Problem 1>
Count the lines in the records that contain the word "gray", and reply with only that number.

The Rise of Silas Lapham by William Dean Howells

New money/old money romance with unrealistic realism
William Dean Howells (1837-1920) was once nicknamed “the Dean of American Letters,” but despite his esteemed reputation his novels don’t seem to be widely read these days. The Rise of Silas Lapham, published in 1885, is likely his best known work. It was originally published in serialized form in The Century Magazine. Howells is considered by many literary critics to be the father of American literary realism, and many of the writers he favored in that genre would go on to become more recognizable names than himself, among them Stephen Crane, Frank Norris, and Hamlin Garland. During his lifetime, romantically inclined writers would criticize Howells for his concentration on the more mundane details of life. For readers of today who enjoy realist and naturalist literature, however, The Rise of Silas Lapham really isn’t realistic enough, and feels a bit too tethered to the sentimental conventions of an earlier age.

Silas Lapham grew up on a farm in Vermont. His family lived a modest rural lifestyle until one day his father discovers a mother lode of ore on the family land. This ore is high in peroxide of iron, a key ingredient in the making of mineral paint. After his father’s death, Silas Lapham establishes a mine and develops a successful paint business that makes him a millionaire. Despite its emphasis in the novel’s title, the trajectory of this “Rise” is mostly summarized in the book’s first chapter.

As the novel opens, Lapham now runs his paint empire from an office in Boston, where he lives with his wife and two grown daughters. The Lapham family lives a comfortably upper-class life, but Lapham still very much has the manners and personality of a no-nonsense Vermont farm boy. He couldn’t care less about fitting in to Boston society until he considers the prospects of his daughters and their finding a suitable match. When Tom Corey, the son of a blue-blooded old-money family of Boston aristocrats, shows an interest in one of Lapham’s daughters and in his paint business, Lapham and his family take the leap into society, trying to live up to the snooty Coreys, who look down on the Laphams as if they were hopeless hillbillies.

Problem 2>
Copy part of the book review word for word. Start at the words "As the novel" and end after "were hopeless hillbillies.".

The input>
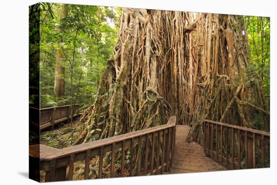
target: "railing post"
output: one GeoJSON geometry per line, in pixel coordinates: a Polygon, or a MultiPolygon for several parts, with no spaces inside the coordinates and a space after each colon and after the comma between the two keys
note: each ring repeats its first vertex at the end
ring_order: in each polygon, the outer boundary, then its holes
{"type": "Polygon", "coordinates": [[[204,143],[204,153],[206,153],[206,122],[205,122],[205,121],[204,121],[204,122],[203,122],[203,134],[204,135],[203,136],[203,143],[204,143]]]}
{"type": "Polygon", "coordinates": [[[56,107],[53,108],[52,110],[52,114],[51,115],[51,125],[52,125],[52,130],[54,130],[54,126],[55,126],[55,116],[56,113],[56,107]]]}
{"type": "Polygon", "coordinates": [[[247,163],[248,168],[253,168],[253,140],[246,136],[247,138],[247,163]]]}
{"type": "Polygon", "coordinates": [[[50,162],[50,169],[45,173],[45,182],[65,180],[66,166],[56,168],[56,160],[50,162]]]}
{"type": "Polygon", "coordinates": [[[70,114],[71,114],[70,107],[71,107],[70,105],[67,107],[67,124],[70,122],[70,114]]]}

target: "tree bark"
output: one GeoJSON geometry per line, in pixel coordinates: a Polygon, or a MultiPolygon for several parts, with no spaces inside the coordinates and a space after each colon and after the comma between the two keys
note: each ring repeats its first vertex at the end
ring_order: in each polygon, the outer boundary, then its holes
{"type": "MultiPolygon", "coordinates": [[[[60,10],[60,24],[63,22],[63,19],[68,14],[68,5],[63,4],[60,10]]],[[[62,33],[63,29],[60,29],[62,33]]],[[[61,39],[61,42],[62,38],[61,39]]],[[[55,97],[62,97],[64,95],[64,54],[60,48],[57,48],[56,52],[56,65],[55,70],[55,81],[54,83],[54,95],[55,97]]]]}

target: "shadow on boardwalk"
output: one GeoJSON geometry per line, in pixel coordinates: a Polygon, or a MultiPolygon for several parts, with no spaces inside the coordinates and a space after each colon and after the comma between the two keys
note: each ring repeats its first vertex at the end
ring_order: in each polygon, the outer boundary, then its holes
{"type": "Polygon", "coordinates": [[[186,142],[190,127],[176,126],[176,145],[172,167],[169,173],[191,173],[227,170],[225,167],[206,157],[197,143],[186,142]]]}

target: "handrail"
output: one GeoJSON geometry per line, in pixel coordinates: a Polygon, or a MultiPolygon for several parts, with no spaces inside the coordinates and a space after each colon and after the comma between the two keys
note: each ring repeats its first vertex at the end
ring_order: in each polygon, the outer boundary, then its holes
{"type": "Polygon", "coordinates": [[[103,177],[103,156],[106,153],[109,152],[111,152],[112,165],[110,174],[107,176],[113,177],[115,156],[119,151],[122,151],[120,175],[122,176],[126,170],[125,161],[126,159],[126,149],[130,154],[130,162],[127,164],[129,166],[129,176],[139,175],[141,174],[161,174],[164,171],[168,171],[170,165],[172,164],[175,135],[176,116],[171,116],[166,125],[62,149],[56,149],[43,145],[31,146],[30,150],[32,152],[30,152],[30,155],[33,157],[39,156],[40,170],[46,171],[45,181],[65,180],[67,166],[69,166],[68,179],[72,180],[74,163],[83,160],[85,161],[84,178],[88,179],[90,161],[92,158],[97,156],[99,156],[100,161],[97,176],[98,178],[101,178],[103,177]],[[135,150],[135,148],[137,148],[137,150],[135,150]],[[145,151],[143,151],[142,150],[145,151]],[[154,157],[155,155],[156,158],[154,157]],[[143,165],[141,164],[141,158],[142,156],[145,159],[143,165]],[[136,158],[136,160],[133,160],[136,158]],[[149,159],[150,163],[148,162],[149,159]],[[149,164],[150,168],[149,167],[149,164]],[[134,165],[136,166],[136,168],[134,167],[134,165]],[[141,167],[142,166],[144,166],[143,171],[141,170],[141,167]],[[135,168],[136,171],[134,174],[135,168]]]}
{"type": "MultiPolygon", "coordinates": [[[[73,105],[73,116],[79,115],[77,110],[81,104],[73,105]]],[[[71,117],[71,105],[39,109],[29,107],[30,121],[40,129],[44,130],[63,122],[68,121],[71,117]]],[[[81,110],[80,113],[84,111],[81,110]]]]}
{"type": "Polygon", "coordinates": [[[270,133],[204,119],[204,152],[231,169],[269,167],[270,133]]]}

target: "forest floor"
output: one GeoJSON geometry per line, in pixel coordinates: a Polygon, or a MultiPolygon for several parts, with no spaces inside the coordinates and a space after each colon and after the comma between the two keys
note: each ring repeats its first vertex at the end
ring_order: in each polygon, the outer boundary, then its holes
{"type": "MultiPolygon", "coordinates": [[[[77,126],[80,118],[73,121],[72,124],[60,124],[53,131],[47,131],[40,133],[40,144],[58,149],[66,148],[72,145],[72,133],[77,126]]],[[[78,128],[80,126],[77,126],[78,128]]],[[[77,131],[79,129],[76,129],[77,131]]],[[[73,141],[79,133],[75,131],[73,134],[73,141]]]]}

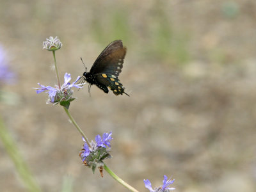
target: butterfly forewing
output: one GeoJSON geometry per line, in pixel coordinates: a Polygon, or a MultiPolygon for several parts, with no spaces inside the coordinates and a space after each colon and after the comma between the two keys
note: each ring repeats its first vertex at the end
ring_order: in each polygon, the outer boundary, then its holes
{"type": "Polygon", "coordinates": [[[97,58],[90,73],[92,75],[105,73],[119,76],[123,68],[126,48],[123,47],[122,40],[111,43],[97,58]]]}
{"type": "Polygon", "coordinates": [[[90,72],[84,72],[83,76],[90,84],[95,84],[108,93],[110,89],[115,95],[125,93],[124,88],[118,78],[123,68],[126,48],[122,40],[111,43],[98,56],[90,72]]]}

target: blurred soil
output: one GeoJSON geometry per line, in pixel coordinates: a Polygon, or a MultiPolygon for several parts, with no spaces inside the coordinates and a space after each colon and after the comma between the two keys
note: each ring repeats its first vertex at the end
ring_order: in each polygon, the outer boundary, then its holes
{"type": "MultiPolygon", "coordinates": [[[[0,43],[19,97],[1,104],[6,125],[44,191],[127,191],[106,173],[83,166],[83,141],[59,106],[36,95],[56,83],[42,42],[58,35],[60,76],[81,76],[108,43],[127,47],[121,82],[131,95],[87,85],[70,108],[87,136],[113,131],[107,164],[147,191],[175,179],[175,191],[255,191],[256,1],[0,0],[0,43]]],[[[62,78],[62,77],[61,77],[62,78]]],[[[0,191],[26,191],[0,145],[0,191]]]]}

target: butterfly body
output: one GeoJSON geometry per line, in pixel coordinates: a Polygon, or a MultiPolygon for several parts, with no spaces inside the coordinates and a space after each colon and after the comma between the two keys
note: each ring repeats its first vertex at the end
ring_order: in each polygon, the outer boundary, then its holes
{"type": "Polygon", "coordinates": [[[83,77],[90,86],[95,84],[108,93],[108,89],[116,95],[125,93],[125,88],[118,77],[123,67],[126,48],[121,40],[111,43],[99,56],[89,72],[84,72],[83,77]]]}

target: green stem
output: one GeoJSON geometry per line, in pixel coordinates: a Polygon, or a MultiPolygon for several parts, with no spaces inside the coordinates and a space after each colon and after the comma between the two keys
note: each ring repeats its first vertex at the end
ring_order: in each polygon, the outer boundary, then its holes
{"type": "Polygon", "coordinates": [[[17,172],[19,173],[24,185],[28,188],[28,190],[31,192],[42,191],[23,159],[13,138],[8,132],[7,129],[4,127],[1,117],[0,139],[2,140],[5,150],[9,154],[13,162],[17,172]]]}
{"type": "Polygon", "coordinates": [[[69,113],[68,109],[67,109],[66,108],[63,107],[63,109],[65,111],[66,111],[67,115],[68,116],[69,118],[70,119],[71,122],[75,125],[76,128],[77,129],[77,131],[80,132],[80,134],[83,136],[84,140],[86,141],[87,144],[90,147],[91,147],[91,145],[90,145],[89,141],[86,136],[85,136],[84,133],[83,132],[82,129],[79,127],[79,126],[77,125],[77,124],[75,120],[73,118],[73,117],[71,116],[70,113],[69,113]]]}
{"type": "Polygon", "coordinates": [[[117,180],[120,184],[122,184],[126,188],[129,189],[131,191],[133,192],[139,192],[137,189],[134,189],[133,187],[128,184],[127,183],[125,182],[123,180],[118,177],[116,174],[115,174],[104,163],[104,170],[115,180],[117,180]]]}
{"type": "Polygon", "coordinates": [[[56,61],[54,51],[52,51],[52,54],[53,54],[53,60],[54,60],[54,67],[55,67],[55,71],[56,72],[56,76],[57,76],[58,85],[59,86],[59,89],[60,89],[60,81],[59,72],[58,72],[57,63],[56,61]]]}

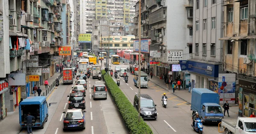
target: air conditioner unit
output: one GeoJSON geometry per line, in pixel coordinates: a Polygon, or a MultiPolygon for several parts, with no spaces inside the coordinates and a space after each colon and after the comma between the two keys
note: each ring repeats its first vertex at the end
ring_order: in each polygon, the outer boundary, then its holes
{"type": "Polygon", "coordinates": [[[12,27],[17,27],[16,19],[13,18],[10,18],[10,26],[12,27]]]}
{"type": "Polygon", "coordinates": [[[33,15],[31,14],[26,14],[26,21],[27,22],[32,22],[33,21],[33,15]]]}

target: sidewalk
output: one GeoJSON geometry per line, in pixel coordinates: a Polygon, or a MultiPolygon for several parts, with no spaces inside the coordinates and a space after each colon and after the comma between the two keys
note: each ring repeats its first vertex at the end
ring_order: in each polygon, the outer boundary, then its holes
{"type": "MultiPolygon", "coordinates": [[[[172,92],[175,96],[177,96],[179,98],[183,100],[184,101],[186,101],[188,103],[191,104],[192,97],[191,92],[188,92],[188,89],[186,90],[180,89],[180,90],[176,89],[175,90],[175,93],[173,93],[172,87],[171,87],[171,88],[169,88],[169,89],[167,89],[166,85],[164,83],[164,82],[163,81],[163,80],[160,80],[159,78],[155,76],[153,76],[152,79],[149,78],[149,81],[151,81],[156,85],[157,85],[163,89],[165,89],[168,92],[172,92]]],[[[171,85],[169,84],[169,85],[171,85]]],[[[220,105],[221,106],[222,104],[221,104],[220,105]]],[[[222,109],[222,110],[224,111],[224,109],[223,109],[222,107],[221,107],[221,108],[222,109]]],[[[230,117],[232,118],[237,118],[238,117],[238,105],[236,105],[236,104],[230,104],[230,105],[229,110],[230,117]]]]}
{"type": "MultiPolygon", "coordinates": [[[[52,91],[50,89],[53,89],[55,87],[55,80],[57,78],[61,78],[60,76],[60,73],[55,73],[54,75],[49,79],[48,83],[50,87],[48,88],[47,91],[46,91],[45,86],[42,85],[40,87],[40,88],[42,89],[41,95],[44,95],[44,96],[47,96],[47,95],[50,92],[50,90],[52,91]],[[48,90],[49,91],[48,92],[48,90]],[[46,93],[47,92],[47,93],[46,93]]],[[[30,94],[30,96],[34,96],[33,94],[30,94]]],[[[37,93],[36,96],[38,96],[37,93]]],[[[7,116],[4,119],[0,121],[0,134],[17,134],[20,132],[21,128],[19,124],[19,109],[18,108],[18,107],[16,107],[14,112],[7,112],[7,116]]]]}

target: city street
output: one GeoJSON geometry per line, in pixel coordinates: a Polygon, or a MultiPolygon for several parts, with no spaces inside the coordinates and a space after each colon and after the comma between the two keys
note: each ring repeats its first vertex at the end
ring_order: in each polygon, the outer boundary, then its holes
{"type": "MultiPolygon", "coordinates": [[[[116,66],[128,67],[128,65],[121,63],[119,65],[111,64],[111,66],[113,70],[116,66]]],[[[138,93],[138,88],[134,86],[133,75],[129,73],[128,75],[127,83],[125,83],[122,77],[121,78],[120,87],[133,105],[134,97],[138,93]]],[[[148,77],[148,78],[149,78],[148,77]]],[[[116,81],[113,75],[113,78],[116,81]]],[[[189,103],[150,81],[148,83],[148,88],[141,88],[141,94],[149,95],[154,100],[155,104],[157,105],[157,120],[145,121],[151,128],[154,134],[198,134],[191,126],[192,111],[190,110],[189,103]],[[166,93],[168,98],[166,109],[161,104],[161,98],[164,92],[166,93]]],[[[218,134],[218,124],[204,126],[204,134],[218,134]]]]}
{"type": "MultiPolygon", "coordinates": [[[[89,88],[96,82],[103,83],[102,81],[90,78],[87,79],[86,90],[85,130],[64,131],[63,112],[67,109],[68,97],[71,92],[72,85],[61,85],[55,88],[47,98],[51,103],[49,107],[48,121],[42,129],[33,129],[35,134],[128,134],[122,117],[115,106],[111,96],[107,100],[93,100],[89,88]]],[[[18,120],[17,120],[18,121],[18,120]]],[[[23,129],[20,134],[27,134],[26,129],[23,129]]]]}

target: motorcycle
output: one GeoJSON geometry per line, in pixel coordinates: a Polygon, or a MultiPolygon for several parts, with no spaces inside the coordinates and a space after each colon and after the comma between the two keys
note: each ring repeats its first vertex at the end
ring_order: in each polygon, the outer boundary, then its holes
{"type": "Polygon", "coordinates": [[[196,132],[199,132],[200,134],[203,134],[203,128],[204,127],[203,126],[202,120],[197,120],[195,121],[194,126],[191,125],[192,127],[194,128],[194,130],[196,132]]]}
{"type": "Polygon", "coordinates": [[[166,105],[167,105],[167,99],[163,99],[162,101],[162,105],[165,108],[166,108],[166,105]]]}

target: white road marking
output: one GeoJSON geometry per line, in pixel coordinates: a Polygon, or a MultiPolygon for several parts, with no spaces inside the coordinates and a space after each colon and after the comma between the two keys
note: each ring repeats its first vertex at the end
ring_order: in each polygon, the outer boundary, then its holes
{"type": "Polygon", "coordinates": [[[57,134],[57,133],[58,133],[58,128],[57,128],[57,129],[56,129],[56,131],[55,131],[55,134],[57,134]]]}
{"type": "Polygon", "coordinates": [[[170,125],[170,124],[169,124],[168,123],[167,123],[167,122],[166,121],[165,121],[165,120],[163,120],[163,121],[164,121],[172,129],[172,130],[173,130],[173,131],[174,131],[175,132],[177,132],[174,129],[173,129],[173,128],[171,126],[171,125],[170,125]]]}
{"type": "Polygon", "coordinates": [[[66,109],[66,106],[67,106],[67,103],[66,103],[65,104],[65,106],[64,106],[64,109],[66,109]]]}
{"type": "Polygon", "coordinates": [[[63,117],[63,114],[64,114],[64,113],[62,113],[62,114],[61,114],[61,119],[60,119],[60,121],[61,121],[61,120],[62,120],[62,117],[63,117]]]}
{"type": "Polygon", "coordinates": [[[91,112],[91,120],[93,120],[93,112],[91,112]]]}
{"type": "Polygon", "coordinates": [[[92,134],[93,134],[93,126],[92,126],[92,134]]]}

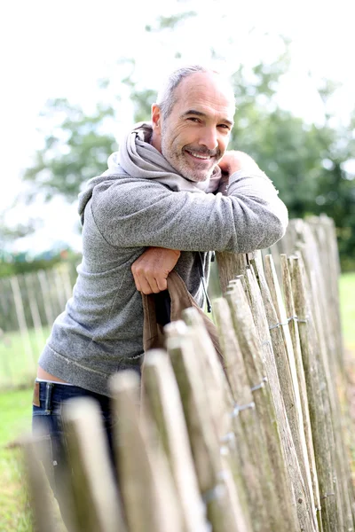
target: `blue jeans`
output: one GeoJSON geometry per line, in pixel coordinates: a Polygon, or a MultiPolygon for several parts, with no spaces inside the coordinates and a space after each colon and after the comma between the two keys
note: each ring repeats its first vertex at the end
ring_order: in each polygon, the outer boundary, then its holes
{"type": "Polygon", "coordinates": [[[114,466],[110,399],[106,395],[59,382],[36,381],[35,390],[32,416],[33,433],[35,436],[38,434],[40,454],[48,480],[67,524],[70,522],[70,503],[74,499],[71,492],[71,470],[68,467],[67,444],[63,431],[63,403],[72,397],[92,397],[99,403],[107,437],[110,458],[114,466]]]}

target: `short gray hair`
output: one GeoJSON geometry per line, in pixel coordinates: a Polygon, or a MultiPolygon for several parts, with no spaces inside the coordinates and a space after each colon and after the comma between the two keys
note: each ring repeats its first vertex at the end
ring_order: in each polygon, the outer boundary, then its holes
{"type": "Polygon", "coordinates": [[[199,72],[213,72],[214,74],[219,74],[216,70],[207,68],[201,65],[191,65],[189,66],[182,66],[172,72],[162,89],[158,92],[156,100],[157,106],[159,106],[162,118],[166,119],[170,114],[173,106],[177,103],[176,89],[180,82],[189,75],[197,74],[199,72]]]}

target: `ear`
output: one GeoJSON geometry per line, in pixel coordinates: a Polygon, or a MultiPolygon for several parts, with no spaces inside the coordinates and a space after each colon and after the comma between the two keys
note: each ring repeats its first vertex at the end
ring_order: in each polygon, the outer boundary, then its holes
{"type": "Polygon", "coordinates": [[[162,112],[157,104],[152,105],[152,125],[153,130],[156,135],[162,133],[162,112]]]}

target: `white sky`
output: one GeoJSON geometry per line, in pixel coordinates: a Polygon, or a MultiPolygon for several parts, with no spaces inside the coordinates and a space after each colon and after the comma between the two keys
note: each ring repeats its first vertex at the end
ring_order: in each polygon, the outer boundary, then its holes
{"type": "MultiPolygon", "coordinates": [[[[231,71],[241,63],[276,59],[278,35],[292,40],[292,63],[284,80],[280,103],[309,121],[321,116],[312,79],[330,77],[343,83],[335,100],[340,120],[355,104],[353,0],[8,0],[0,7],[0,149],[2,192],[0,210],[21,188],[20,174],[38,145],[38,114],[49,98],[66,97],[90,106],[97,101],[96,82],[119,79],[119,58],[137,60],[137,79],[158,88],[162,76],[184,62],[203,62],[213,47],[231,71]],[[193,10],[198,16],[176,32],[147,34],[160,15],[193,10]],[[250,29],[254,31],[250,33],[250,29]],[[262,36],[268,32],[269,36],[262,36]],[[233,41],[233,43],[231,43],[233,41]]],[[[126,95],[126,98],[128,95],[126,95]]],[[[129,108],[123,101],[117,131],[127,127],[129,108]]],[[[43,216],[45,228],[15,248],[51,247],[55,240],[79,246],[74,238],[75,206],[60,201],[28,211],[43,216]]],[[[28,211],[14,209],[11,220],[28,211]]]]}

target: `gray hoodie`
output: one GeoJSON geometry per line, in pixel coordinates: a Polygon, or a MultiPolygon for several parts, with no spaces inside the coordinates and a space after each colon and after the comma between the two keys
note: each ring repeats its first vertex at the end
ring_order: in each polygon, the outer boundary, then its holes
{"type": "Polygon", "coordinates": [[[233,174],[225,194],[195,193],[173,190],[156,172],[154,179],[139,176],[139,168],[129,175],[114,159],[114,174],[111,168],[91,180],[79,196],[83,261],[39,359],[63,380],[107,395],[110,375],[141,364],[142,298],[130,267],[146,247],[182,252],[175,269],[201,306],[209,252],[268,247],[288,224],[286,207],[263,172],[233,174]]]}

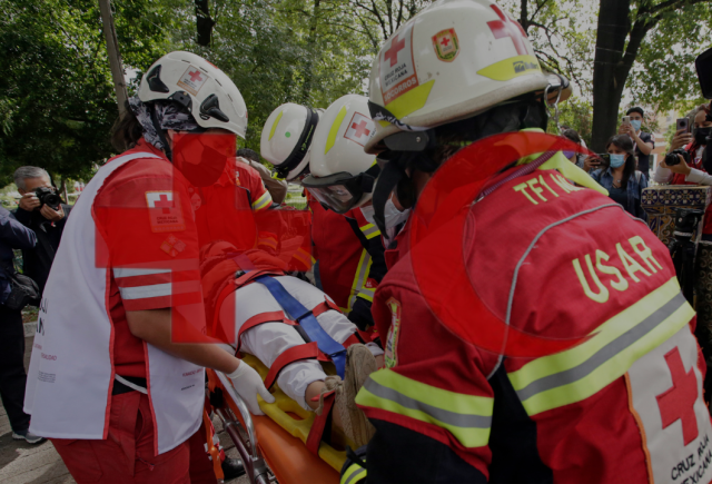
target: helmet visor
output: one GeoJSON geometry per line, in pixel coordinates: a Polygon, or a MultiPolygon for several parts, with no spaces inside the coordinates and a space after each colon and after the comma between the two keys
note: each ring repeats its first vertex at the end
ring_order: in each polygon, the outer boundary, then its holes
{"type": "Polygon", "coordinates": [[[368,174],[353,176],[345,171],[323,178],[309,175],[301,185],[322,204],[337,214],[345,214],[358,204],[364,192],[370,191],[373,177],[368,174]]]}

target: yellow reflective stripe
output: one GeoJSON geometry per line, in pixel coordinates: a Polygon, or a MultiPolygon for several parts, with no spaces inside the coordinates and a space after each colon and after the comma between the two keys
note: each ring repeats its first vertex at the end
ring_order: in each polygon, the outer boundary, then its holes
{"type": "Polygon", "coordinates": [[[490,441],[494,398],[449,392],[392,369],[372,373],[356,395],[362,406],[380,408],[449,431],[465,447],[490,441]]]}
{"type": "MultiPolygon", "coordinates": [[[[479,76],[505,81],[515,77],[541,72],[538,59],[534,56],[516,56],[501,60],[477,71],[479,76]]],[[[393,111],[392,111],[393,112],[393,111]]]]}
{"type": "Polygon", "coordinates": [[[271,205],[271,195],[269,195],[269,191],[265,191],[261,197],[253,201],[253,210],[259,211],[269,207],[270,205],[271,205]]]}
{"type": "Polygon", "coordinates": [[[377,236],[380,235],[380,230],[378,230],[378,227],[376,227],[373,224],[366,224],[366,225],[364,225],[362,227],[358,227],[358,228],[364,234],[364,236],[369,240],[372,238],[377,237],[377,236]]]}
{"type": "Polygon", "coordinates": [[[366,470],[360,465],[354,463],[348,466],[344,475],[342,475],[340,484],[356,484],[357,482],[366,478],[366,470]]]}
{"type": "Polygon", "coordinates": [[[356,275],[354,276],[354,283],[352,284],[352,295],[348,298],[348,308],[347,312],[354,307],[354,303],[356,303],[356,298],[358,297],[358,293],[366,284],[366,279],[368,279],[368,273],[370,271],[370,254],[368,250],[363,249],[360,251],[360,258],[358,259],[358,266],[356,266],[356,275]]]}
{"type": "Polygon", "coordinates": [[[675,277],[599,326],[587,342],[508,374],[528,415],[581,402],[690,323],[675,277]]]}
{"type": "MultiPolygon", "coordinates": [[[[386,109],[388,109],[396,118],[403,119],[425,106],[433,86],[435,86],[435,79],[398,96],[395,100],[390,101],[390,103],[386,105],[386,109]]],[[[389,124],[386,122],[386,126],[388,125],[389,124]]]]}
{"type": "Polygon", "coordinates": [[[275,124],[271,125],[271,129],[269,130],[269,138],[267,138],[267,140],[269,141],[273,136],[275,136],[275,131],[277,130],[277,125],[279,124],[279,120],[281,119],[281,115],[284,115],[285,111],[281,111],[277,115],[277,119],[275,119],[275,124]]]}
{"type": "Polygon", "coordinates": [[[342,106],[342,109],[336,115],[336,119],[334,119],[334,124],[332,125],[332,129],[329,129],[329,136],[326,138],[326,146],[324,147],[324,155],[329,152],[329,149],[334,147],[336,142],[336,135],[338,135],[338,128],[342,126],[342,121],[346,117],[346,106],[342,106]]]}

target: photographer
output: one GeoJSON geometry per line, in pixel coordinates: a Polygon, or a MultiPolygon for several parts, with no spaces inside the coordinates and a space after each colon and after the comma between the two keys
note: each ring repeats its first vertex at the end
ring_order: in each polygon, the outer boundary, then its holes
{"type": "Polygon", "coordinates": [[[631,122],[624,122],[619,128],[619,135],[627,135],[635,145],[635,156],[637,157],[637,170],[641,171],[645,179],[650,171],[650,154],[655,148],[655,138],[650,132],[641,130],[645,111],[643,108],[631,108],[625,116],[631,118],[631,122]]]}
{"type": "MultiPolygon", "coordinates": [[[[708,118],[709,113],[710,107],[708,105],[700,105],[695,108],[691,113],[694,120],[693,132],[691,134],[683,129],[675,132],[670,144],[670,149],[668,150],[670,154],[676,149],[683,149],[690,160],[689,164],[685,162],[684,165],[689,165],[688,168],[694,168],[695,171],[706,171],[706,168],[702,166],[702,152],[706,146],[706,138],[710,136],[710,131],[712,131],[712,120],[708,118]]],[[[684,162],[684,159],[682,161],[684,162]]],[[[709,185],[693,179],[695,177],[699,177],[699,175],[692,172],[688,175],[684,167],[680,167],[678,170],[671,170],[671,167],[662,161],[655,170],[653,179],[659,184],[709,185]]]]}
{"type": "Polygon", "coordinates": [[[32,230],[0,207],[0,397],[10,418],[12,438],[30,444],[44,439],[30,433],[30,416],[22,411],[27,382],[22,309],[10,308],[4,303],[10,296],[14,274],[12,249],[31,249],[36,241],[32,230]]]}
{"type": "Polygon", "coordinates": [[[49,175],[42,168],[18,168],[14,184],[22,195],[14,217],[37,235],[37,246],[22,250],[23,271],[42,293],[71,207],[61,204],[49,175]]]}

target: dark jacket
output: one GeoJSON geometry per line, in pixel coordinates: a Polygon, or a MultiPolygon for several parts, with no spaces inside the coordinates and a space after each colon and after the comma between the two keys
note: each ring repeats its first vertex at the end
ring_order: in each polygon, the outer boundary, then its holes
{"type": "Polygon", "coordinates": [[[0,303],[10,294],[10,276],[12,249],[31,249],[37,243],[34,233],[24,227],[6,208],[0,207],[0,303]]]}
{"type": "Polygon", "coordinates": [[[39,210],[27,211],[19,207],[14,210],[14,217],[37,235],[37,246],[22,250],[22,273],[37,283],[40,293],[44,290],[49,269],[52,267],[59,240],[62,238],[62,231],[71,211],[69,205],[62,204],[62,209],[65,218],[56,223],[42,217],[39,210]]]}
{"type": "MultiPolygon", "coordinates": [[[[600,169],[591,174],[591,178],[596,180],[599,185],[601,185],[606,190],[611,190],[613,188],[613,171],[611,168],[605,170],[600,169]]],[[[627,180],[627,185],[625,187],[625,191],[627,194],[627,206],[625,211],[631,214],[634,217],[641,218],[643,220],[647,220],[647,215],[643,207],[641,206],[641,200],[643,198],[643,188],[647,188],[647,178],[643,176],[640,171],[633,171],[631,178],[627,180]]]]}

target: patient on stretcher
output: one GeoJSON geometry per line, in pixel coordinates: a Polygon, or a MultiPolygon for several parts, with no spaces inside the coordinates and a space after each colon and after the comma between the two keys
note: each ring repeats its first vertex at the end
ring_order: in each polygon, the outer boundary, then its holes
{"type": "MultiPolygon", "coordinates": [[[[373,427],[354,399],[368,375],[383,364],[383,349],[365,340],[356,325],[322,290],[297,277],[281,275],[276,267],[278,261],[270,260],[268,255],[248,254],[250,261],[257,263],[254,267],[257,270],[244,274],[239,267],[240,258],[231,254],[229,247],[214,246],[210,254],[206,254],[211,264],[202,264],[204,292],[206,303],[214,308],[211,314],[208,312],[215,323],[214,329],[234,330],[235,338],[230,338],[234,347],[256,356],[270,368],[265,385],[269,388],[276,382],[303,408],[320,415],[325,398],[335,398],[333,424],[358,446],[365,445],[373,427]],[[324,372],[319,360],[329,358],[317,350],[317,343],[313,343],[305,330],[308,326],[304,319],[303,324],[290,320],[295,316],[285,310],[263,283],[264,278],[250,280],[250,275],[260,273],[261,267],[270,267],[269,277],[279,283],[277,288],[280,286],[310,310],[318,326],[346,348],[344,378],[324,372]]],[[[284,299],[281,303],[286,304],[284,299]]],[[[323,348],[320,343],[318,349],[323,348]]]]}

Worked solution 1>
2

Worked solution 2>
As the novel opens, Lapham now runs his paint empire from an office in Boston, where he lives with his wife and two grown daughters. The Lapham family lives a comfortably upper-class life, but Lapham still very much has the manners and personality of a no-nonsense Vermont farm boy. He couldn’t care less about fitting in to Boston society until he considers the prospects of his daughters and their finding a suitable match. When Tom Corey, the son of a blue-blooded old-money family of Boston aristocrats, shows an interest in one of Lapham’s daughters and in his paint business, Lapham and his family take the leap into society, trying to live up to the snooty Coreys, who look down on the Laphams as if they were hopeless hillbillies.